START Available data

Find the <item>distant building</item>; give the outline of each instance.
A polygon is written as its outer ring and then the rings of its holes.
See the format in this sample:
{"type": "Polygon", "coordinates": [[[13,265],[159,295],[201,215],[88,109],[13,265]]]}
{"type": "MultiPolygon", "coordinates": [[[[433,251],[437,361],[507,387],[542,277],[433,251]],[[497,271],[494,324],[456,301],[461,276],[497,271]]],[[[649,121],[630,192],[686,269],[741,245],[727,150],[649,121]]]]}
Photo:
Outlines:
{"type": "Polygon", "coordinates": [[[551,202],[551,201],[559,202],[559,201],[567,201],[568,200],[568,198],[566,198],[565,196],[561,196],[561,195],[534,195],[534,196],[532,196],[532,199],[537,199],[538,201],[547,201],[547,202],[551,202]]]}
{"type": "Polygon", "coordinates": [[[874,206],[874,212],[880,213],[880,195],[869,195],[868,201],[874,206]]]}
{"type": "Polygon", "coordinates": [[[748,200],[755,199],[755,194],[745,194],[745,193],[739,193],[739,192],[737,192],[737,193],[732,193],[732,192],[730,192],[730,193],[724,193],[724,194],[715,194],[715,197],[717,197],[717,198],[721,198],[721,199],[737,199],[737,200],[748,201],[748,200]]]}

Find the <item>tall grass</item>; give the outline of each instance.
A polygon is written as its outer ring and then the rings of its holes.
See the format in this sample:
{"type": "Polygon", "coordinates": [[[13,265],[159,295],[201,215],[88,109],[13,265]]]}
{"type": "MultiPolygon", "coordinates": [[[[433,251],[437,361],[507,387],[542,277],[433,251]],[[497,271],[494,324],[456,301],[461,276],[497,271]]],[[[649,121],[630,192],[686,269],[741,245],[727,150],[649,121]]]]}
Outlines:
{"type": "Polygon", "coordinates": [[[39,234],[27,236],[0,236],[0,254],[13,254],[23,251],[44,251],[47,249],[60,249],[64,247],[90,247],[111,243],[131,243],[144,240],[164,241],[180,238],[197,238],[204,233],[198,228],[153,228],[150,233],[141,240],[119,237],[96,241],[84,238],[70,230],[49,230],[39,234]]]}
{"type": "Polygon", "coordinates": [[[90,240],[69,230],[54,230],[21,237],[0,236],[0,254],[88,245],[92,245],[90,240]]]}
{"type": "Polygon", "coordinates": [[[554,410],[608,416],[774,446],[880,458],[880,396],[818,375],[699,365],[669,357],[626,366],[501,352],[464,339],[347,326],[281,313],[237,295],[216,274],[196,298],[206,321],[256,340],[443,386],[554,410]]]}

END Available data

Work instruction
Wherever the string "give" appears in the data above, copy the line it sits in.

Exercise response
Find the <item>distant building</item>; give the outline of each instance.
Find the <item>tall grass</item>; give the outline of each instance.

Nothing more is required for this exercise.